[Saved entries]
════════════════

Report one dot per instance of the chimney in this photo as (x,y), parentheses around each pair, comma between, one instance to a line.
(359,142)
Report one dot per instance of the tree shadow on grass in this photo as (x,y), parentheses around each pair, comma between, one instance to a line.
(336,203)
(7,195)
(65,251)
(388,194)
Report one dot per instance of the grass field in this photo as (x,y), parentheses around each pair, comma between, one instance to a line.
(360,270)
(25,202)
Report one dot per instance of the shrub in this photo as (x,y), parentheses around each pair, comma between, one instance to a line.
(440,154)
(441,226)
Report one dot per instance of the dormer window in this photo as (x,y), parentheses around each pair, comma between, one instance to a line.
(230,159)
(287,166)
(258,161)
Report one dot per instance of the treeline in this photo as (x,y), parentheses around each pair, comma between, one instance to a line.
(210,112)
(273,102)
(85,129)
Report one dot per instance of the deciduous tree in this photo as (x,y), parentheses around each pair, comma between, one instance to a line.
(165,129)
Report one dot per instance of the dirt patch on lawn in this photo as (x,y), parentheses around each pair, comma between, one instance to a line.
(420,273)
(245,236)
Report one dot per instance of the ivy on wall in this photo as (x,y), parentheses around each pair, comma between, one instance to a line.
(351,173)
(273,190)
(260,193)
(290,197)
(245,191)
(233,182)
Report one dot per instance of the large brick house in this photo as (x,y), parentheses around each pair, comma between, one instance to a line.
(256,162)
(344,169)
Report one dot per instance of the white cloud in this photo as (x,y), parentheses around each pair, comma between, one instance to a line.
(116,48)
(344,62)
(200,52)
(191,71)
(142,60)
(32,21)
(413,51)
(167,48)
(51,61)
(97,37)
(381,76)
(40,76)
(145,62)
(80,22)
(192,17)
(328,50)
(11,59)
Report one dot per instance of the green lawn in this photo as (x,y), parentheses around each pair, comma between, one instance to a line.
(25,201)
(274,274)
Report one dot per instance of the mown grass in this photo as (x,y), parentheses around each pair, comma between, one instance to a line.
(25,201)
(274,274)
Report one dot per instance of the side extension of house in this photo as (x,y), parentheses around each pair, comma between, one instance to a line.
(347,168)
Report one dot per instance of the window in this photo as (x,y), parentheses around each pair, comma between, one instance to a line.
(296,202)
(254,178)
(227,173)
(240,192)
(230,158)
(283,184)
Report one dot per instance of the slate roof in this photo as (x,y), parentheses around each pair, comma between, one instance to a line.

════════════════

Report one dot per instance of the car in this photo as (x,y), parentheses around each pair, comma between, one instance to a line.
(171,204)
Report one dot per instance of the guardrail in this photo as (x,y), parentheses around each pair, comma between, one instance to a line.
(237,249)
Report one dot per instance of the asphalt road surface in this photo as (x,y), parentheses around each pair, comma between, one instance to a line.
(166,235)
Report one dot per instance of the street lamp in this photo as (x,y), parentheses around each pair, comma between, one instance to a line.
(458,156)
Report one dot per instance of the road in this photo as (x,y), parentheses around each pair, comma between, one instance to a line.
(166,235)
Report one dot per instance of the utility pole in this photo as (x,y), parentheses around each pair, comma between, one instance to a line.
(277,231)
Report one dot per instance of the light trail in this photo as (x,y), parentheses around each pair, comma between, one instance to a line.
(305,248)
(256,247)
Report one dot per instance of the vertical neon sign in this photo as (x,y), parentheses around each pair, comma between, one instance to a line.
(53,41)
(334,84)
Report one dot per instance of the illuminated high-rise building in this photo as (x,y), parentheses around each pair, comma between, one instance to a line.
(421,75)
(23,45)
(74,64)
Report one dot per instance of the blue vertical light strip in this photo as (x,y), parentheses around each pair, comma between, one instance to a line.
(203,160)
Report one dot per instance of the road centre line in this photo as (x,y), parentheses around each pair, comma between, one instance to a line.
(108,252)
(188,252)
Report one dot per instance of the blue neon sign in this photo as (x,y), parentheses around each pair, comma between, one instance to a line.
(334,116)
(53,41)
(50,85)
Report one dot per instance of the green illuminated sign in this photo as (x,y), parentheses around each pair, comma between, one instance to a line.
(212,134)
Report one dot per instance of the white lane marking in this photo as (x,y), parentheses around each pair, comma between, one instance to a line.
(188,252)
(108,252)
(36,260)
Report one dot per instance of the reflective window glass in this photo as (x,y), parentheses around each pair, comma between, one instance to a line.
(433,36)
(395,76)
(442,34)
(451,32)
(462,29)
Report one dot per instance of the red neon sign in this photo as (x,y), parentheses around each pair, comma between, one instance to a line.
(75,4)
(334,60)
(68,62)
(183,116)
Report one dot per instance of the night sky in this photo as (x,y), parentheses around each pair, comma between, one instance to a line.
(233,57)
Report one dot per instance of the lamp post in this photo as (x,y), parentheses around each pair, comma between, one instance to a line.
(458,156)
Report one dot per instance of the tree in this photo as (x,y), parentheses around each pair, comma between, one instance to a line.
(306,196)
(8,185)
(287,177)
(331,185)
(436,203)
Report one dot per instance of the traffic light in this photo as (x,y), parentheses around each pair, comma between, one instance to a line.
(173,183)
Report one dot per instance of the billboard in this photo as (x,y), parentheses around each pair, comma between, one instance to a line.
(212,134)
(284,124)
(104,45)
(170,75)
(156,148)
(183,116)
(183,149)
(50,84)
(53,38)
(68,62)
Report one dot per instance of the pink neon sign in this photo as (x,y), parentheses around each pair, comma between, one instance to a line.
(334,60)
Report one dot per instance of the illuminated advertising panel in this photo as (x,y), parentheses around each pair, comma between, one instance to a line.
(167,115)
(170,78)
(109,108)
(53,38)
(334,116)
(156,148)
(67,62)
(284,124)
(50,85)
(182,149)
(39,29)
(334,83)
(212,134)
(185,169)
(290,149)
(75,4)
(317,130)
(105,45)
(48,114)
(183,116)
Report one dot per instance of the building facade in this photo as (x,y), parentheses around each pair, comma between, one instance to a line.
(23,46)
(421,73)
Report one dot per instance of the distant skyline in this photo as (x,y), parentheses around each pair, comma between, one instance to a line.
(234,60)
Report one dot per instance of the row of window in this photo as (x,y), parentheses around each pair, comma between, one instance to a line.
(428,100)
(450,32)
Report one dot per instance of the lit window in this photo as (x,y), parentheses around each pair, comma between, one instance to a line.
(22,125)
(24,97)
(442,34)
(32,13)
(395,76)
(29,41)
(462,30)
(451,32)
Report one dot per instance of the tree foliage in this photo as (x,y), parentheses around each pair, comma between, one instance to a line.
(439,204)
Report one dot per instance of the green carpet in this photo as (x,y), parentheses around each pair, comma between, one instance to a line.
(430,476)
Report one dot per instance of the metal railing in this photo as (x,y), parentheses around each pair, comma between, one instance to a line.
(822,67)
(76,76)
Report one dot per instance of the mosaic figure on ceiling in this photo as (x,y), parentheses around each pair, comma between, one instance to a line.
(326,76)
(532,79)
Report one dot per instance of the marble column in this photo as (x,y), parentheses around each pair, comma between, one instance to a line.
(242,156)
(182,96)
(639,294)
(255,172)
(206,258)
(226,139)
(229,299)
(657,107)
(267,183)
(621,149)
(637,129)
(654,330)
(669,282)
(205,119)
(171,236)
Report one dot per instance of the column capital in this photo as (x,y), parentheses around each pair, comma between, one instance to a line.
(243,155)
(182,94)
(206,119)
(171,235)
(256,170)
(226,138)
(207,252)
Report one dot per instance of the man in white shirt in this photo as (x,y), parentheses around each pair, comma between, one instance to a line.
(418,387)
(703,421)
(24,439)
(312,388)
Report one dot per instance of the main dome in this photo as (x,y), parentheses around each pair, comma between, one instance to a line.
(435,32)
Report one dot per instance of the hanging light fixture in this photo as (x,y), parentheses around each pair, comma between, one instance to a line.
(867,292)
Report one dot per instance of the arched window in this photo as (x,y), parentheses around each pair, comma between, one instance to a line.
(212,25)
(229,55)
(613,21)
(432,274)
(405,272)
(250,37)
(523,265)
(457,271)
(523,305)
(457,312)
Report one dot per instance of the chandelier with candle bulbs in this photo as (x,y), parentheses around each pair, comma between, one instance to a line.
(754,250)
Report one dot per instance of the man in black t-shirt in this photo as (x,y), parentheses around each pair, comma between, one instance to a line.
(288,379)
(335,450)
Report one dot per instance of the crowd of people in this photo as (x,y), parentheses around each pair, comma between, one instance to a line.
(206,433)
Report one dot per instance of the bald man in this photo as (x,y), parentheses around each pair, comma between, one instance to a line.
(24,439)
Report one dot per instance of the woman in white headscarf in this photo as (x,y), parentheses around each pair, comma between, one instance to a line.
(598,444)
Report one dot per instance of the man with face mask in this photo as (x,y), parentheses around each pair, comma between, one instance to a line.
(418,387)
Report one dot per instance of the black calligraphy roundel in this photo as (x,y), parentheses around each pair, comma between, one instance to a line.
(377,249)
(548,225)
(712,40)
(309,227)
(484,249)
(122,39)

════════════════

EXERCISE AIM:
Extract every line of the material above that contains the word "vertical", matching case exactly.

EXPECTED ANSWER:
Report one dot per instance of the vertical neon sign in this photo as (x,y), parentheses around each pair, comma between, one instance to a line.
Report one dot per instance of the blue vertical light strip in this photo as (x,y), parentheses around each pair, comma between, one instance to a line.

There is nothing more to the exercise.